— begin —
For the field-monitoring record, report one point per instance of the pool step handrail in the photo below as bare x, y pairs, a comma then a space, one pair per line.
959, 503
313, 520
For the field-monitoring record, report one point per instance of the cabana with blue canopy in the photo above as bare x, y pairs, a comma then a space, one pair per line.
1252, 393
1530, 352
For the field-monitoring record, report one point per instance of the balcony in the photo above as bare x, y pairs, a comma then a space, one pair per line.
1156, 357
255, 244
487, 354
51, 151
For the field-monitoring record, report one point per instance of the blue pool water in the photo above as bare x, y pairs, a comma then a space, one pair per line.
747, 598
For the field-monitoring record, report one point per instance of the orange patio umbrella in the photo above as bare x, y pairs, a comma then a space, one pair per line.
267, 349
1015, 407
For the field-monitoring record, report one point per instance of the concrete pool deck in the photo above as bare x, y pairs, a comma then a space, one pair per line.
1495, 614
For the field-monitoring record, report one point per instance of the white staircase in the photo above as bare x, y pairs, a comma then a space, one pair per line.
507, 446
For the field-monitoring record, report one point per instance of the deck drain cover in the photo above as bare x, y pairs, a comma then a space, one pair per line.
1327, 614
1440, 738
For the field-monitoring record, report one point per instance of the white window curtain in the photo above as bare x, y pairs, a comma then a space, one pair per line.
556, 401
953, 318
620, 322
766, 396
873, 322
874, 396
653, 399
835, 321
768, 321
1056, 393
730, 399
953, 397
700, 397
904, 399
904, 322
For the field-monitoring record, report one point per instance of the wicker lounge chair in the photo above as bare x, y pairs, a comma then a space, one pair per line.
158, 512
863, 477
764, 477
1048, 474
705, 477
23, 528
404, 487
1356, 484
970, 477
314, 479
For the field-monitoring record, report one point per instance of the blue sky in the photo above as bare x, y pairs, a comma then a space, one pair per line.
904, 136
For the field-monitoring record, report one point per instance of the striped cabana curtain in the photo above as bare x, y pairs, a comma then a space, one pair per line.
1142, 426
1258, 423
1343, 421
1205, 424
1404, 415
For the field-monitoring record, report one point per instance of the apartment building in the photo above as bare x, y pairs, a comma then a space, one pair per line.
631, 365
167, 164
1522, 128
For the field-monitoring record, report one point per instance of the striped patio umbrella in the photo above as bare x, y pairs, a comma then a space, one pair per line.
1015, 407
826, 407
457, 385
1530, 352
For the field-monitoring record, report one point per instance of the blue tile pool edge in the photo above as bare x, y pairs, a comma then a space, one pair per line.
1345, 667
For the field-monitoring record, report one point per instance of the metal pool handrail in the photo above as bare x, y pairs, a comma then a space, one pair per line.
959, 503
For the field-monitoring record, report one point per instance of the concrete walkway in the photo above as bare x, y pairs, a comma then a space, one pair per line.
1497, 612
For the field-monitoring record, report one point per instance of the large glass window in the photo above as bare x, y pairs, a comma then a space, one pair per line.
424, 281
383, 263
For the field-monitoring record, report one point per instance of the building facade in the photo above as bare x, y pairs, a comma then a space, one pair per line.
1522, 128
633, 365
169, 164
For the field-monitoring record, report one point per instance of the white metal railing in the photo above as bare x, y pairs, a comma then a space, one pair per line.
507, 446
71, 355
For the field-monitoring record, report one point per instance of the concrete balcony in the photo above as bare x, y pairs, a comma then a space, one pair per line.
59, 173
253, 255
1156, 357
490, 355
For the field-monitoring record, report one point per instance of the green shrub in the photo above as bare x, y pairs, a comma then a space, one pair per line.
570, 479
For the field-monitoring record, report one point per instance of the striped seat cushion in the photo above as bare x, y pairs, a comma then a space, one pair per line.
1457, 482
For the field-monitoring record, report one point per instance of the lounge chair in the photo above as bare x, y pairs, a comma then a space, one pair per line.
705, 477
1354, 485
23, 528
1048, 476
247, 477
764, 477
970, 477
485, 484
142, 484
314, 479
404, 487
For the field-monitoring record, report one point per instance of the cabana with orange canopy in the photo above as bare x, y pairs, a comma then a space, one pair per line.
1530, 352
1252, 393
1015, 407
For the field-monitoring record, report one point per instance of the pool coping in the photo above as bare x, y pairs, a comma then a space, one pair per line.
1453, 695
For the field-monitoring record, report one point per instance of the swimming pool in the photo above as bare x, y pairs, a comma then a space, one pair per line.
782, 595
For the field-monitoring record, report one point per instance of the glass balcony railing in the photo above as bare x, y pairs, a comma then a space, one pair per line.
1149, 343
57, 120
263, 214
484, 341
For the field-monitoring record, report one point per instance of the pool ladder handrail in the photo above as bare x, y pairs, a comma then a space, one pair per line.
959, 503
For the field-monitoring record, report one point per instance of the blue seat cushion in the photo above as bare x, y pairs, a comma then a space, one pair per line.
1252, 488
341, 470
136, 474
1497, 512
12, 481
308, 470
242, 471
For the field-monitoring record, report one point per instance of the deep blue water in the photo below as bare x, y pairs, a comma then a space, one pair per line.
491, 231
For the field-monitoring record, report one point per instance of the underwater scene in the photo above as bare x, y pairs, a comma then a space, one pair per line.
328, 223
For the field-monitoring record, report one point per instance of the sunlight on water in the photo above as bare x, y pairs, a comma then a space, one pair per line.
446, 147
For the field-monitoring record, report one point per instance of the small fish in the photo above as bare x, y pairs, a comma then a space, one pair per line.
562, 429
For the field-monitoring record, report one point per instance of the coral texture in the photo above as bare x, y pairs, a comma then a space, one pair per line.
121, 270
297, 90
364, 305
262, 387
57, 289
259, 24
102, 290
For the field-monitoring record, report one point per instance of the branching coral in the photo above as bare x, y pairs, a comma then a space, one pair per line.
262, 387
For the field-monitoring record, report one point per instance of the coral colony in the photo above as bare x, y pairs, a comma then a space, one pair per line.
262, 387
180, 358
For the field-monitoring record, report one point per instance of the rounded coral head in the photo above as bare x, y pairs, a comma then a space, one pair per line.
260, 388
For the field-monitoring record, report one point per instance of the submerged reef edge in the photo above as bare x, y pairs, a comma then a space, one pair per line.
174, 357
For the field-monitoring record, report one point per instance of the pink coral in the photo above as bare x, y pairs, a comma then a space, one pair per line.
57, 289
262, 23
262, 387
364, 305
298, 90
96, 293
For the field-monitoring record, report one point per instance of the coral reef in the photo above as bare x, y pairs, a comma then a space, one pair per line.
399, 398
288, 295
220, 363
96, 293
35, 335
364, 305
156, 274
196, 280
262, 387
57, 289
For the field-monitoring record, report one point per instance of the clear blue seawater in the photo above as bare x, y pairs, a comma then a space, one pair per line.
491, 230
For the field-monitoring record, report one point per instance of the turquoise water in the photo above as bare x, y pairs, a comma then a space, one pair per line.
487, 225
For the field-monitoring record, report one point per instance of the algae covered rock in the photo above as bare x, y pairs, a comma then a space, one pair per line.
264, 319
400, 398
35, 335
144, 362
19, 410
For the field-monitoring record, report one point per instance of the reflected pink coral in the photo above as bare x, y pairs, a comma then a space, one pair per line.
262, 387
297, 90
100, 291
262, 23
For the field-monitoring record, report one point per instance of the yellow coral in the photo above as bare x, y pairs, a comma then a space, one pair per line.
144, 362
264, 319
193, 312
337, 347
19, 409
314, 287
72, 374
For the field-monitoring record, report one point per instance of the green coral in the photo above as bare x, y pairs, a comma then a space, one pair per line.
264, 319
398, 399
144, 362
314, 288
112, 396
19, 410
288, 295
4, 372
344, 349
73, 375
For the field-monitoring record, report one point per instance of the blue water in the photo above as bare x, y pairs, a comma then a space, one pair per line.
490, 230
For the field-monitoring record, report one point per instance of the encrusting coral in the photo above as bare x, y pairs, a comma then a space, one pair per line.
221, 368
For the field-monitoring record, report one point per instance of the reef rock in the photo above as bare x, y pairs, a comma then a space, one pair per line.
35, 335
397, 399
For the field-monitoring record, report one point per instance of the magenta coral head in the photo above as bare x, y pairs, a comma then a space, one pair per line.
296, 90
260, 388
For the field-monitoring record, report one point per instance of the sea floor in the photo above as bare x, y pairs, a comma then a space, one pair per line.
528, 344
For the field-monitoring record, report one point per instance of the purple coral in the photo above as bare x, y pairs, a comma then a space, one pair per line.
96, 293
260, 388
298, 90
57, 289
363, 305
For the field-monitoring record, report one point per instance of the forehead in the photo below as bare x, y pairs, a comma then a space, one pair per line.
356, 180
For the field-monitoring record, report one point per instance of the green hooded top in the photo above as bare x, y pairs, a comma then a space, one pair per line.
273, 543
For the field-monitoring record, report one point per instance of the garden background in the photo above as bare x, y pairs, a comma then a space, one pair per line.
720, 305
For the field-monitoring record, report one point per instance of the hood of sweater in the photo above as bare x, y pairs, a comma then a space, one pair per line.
— end —
Starting at the line that contains "of the forehead", print every line through the end of the listing, word for word. Leave out all the rest.

> **Result**:
For the field-monitoring record, report one point per instance of the forehead in the photo below as bare x, y pairs, a comma then a space, one pair per line.
356, 180
For the field-monitoring record, report one point per instance of the green hooded top in the photo above as bare x, y pairs, a comma then a space, one pair per line.
273, 543
For the field-monitoring record, report one point per instance of the garden background in the photo above as bare x, y pairs, a comma then a space, one pair per line.
720, 305
For the field-monitoring record, report one point per instance of the hood of sweater in the photo above as bare x, y pairs, a comma then a space, one pair per line.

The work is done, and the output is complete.